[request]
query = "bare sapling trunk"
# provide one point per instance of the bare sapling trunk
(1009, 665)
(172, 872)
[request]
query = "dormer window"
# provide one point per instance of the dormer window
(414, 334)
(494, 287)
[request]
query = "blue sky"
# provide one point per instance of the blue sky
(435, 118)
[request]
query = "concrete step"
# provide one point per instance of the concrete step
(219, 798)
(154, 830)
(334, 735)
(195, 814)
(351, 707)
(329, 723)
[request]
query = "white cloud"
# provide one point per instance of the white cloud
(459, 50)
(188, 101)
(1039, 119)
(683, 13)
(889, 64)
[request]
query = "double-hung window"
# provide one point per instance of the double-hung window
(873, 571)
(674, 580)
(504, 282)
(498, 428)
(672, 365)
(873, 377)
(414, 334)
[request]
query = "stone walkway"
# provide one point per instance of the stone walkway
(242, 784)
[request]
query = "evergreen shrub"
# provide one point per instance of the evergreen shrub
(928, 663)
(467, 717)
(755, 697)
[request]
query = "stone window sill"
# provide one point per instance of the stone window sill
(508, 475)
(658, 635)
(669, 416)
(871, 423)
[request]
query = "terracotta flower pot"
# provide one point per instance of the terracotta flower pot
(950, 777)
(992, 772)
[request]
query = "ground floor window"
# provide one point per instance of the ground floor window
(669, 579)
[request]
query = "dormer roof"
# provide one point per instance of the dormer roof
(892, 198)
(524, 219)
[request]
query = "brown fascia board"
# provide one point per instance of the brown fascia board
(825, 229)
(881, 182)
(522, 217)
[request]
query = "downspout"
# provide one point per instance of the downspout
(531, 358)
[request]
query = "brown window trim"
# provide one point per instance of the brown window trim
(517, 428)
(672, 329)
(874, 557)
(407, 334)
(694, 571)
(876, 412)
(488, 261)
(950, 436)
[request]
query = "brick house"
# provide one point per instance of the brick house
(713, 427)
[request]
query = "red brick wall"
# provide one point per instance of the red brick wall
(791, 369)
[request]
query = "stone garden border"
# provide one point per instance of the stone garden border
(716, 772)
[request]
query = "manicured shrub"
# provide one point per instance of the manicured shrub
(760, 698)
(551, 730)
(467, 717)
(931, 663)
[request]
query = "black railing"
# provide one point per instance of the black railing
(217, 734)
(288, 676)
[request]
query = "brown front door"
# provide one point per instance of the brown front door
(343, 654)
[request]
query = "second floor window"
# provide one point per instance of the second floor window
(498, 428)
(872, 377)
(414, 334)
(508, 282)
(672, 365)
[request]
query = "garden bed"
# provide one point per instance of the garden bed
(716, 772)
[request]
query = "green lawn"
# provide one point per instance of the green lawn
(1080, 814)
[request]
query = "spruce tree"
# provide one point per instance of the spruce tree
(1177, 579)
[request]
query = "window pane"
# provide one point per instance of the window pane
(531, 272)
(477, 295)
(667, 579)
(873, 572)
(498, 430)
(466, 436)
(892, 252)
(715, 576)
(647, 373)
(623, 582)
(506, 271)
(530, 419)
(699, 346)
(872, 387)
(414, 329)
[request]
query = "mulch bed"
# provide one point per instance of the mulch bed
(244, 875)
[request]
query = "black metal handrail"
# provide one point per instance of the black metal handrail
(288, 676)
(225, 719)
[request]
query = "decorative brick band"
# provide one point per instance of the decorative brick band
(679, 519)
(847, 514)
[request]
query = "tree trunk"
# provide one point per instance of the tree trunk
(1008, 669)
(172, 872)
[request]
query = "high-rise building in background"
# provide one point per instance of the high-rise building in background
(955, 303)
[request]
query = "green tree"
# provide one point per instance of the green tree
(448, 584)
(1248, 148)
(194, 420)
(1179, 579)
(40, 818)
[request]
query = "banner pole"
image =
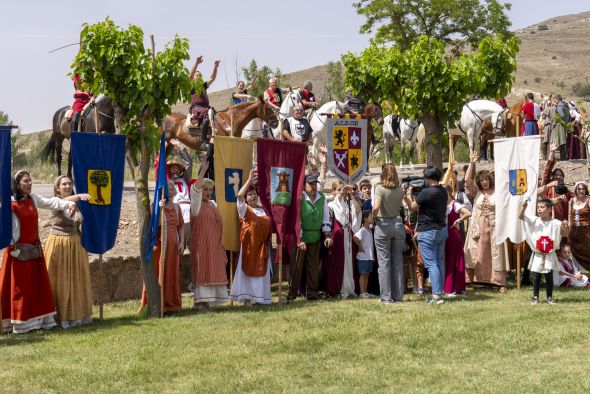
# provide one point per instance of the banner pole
(280, 247)
(231, 273)
(100, 286)
(518, 257)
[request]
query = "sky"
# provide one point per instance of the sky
(289, 35)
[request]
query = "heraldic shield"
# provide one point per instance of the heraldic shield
(347, 147)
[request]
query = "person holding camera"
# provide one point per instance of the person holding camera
(431, 204)
(389, 235)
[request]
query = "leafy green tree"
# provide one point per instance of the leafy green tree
(335, 88)
(428, 85)
(263, 74)
(452, 22)
(143, 85)
(415, 61)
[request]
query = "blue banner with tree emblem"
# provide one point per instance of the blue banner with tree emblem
(5, 209)
(99, 166)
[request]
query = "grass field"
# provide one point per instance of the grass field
(487, 342)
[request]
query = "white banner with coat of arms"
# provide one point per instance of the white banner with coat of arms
(516, 166)
(347, 147)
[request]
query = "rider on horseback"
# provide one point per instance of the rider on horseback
(199, 107)
(83, 101)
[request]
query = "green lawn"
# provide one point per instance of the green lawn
(487, 342)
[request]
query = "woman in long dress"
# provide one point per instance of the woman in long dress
(252, 280)
(579, 221)
(67, 261)
(208, 257)
(174, 239)
(339, 272)
(485, 262)
(25, 291)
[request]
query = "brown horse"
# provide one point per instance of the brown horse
(62, 130)
(230, 121)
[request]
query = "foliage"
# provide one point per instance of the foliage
(452, 22)
(114, 61)
(485, 342)
(263, 74)
(424, 80)
(581, 90)
(335, 89)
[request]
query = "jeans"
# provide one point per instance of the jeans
(390, 235)
(432, 248)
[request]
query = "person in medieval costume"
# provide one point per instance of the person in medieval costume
(208, 258)
(339, 270)
(252, 279)
(174, 246)
(315, 220)
(543, 235)
(25, 291)
(67, 261)
(485, 262)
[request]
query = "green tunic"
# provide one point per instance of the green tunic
(312, 219)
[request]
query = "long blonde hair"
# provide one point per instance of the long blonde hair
(389, 178)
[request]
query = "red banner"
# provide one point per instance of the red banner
(281, 172)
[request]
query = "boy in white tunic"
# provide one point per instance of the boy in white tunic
(543, 234)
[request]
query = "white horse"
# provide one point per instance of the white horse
(407, 132)
(472, 118)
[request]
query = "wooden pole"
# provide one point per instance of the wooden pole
(280, 250)
(518, 257)
(100, 286)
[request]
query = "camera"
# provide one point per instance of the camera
(561, 189)
(418, 183)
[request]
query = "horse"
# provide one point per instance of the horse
(472, 119)
(237, 116)
(62, 130)
(511, 127)
(407, 133)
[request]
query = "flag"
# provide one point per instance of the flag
(5, 195)
(233, 162)
(347, 147)
(281, 172)
(161, 189)
(516, 168)
(99, 166)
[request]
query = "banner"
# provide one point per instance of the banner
(233, 162)
(516, 166)
(281, 172)
(99, 163)
(347, 147)
(5, 195)
(161, 189)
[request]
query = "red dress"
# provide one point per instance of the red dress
(24, 285)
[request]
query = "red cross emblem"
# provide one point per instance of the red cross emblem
(545, 244)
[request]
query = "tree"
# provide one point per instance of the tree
(428, 85)
(335, 83)
(143, 85)
(452, 22)
(263, 74)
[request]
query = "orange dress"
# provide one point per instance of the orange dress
(208, 259)
(27, 301)
(172, 296)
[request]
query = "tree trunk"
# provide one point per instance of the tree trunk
(433, 140)
(140, 178)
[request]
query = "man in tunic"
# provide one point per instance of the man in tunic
(315, 220)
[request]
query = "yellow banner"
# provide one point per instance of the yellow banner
● ● ● ● ● ● ●
WHAT YOU WILL DO
Which lines in the records above contain the word "leafy"? Copy out each of those lines in full.

RESPONSE FOR THIS EXERCISE
query = "leafy green tree"
# provide one point per instance of the leafy green tree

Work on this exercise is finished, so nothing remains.